>> BEGIN Supplied data

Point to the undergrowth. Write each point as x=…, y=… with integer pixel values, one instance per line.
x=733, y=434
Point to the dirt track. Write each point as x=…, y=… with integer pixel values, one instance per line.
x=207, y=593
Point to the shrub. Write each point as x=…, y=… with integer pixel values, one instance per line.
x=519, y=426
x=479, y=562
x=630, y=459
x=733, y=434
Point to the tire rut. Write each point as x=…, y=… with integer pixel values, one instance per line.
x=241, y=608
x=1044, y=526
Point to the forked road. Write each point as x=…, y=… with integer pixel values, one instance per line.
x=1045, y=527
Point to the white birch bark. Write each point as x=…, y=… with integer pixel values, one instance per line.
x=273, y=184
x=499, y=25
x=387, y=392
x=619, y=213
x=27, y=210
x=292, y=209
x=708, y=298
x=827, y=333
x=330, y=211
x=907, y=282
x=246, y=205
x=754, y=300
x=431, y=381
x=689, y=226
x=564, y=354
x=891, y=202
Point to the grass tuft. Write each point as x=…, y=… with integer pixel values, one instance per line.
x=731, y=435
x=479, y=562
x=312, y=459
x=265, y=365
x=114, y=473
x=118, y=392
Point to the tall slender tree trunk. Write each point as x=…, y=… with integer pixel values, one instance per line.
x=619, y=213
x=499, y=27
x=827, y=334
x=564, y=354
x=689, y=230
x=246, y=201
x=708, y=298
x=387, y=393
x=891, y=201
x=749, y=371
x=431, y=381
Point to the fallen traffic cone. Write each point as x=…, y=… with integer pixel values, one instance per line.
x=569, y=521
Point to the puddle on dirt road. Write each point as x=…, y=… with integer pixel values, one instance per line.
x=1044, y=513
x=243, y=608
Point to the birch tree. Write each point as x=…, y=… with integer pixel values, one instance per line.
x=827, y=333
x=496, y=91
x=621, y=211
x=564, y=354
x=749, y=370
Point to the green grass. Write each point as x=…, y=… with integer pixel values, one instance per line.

>> END Supplied data

Copy out these lines again word for word, from the first to the last.

Point to the undergrowth. Write each point as x=…, y=… with integer pixel values, one instance per line.
x=733, y=434
Point to the dirt track. Write each point as x=…, y=… with integer pixel values, one instance per line.
x=207, y=593
Point to the shrub. Write each point as x=…, y=… with integer pixel values, one instance per line.
x=519, y=426
x=479, y=562
x=630, y=459
x=733, y=434
Point to the tire rut. Write each point as x=…, y=… with integer pixel values, one instance per line.
x=241, y=608
x=1044, y=526
Point to the forked road. Write each point as x=…, y=… with integer pixel values, one instance per line.
x=1045, y=527
Point to the white birch bark. Write each point as x=…, y=… with integer pixel values, one instance per line.
x=273, y=184
x=499, y=25
x=387, y=392
x=619, y=213
x=27, y=210
x=292, y=209
x=708, y=298
x=827, y=333
x=330, y=211
x=907, y=282
x=246, y=205
x=754, y=300
x=431, y=381
x=689, y=226
x=564, y=354
x=891, y=202
Point to the grass tuft. Write each point as x=…, y=… with integer pixel values, one instance per line.
x=731, y=435
x=479, y=562
x=312, y=459
x=265, y=365
x=114, y=473
x=118, y=392
Point to the tall slender tree trunk. Write each point as x=…, y=… with integer pixel values, one instance per line.
x=619, y=213
x=499, y=27
x=827, y=334
x=564, y=354
x=689, y=230
x=246, y=201
x=708, y=298
x=387, y=393
x=891, y=201
x=749, y=371
x=431, y=381
Point to the fallen traffic cone. Write each point as x=…, y=… with integer pixel values, one instance per line.
x=569, y=521
Point to the puddle on dirt road. Write each point as x=…, y=… with integer pixel values, one instance per line.
x=1044, y=513
x=243, y=608
Point to the birch tree. Write each point as x=…, y=… with integer pixel values, one instance per line.
x=827, y=333
x=496, y=91
x=621, y=211
x=564, y=354
x=749, y=370
Point to the green grass. Write each point as x=…, y=… with integer pixel values, one instance per line.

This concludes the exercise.